DESCRIPTION OF THE TASK:
Duplicate the data below line for line, leaving out the pictures.

MATERIAL TO PROCESS:
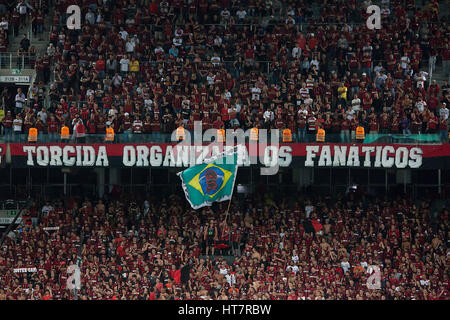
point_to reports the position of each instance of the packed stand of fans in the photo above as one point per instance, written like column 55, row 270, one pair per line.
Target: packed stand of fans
column 15, row 19
column 308, row 248
column 152, row 68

RESPONSE TO THIS TASK:
point_to reports the position of each instance of the packed stand of fans in the photo above as one point per instance, written like column 55, row 270, one pair per line.
Target: packed stand of fans
column 15, row 19
column 308, row 248
column 152, row 68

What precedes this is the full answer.